Last week, students participating in the Fundamentals of Neurocognitive Science elective, visited two Orang Asal communities. Before the visit, the students were tasked with a course assignment from Prof Zalina Ismail, to replicate and enhance the current Curriculum-In-A-Box, which is used in BRAINetwork’s Pusat Minda Mesra in the indigenous village of RPS Air Banun. The students worked hard over the past few weeks on the new boxes which will replace the previous boxes that have been used by the local indigenous teachers over the course of the last school year. The students put in long hours coming up with creative enhancements and new material for the curriculum. The students presented their efforts to Prof Zalina and their fellow classmates last Monday.
On the 12th of December, the students travelled to R.P.S. Air Banun to deliver the new Curriculum-In-A-Box to the Pusat Minda Mesra teachers. It was the first time for the students to visit the village and a great experience for them to see where their work over the past few weeks would be used, to see it’s practical application within a community setting.
Next the students boarded a boat for Kampung Chuweh, the students travelled for 30 minutes taking in the scenic views of the Belum-Temenggor Forest Complex on route. Upon arriving, the students went to meet Gomba, the head of village, who was sitting at the village’s small crafts shop. The students chatted with the headman and the other villagers present as they learnt about the Orang Asal’s way of life. A number of the students purchased small gifts/souvenirs from the village’s handicraft shop.
The students then began engaging in some activities and games that they prepared for the children of the community. The students and children done some colouring together, before the students taught the children some ball games which they played together.
Next it was the turn of the Orang Asal to teach the students, with the women of the village teaching some handicraft skills to the visiting students. The villagers had sourced some duan nipah nearby which they used to demonstrate their weaving skills, as the students and Orang Asal made hand-woven crowns together.
Gee Bunga Raya, one of the students who visited Chuweh, said that “I really enjoyed the experience, I had no idea what the Orang Asli villages would be like, people in Malaysia need to be more aware of the Orang Asli”. Thank you, to Gee and her classmates for their efforts in their elective, and also to our Irish friends, Katie and Liam, who joined us on our visit to R.P.S. Air Banun and Chuweh.

# [STATED PROBLEM 1]
Based on the article about the students' village visit, decide whether each statement agrees with it: (a) The boat trip to Kampung Chuweh took 30 minutes. (b) The students presented their work to Prof Zalina and their classmates last Friday. (c) The village women used duan nipah to demonstrate their weaving. For each, answer yes or no and quote the words from the article that decide it.
# [STATED PROBLEM 2]
Render this sentence from the article about the students' village visit in Spanish: "The students put in long hours coming up with creative enhancements and new material for the curriculum."
# [STATED PROBLEM 3]
Write what comes next in the article about the students' village visit, picking up after its final sentence.

# [DATASET EXTRACT]

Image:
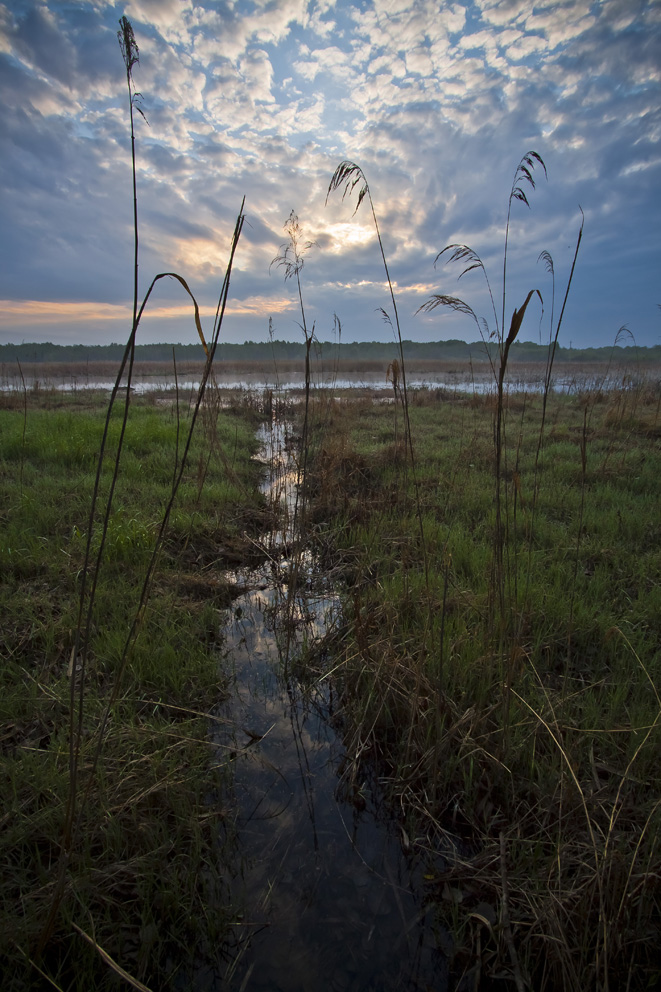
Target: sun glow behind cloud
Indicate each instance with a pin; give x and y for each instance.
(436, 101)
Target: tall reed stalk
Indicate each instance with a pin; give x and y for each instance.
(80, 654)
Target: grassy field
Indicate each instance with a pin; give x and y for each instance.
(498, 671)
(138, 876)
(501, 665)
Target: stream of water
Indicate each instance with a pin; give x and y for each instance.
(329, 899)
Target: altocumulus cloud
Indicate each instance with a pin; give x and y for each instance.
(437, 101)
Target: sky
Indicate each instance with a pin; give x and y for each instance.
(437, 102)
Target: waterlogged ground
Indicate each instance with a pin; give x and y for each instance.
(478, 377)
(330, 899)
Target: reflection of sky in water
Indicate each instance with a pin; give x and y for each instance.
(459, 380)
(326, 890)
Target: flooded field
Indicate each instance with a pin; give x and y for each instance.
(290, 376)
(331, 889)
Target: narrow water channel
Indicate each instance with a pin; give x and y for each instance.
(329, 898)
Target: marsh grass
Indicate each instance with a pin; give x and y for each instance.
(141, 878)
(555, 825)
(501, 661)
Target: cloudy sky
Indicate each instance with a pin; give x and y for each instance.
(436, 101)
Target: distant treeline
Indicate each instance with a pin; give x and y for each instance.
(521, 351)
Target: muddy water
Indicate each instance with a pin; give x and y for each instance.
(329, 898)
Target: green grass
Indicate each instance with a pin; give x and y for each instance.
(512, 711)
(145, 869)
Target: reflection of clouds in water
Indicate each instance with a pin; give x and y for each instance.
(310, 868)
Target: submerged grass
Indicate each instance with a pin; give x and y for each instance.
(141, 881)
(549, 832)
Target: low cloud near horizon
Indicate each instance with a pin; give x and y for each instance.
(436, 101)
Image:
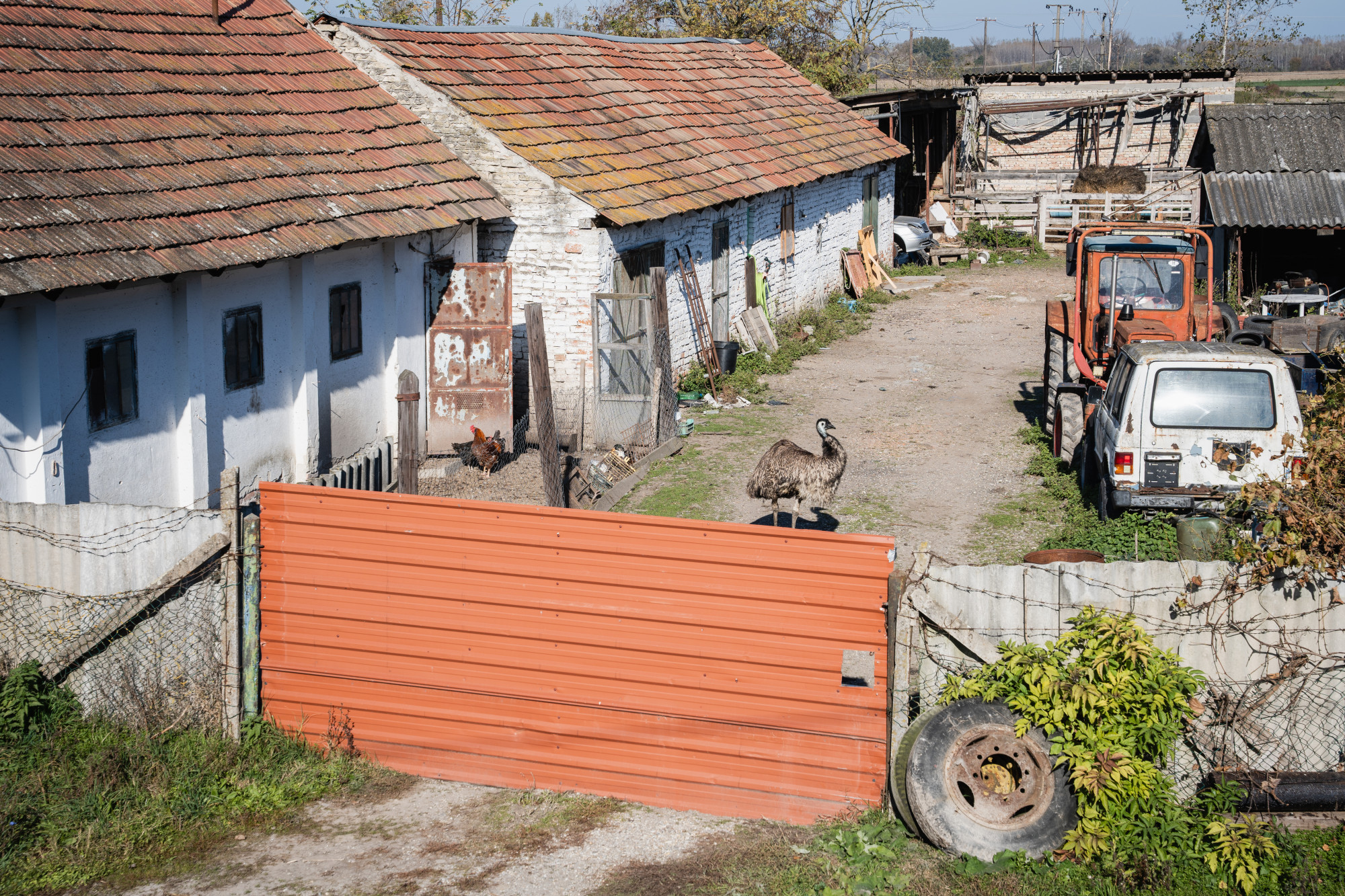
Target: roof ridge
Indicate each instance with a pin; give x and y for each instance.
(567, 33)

# [EXPECTED OUTPUT 1]
(a) Yes: "the students boarded a boat for Kampung Chuweh, the students travelled for 30 minutes"
(b) No: "The students presented their efforts to Prof Zalina and their fellow classmates last Monday."
(c) Yes: "The villagers had sourced some duan nipah nearby which they used to demonstrate their weaving skills"

# [EXPECTED OUTPUT 2]
Los estudiantes dedicaron largas horas a idear mejoras creativas y material nuevo para el plan de estudios.

# [EXPECTED OUTPUT 3]
The group continued their summer school journey as they arrived in Penang for Phase Three of the TUT-USM Summer School program. The Summer School participants arrived in the recently established TUT-USM Technology Collaboration Centre for lunch. The TUT-USM Technology Collaboration Centre is where the students would meet for the next week.
The third phase of the Summer School program began with the students reviewing and analyzing the data they collected with the Community Sustainability Assessment tool. The students listed the most problematic areas of the villages they visited to identify the needs of each community. Subsequently, the students proceeded to prioritize the needs which required the most immediate action. The students then shared their results with each other, with each pair producing a powerpoint presentation of their results.
The following day, the pairs compiled a list of the varying problems that each community faces, each pair then selected a community need that they would attempt to address. The area that they selected was a combination of being a need of high priority and also a need that fitted with each pair’s background and skillset.
Over the subsequent days the pairs worked on their ideas and project proposals. This is what they came up with.
USM’s Rahim Kamaluddin and his TUT Naoki Kanazawa partner proposed modifying the current solar panel system which a number of the indigenous villages have access it. The pair believe the current solar panels are not being fully utilized, they proposed creating a rotatable bamboo solar panel system, by which the panel could be angled to face the sun at all times of the day to improve absorption of the sun and thus increase the solar energy available to the Orang Asal.
TUT’s Tomoka Tanishita and her USM partner, Siti Noorkhairina Sowtali’s, project proposal focused on improving the ventilation and reducing the heat experienced in the modern houses located in the indigenous village of Teban Bharu.
The twosome of, TUT’s Kazuki Nakamura and USM’s Damitri Qumat, proposed a sustainable bamboo water filtering system that would improve both the quality of and access to clean water for the indigenous people.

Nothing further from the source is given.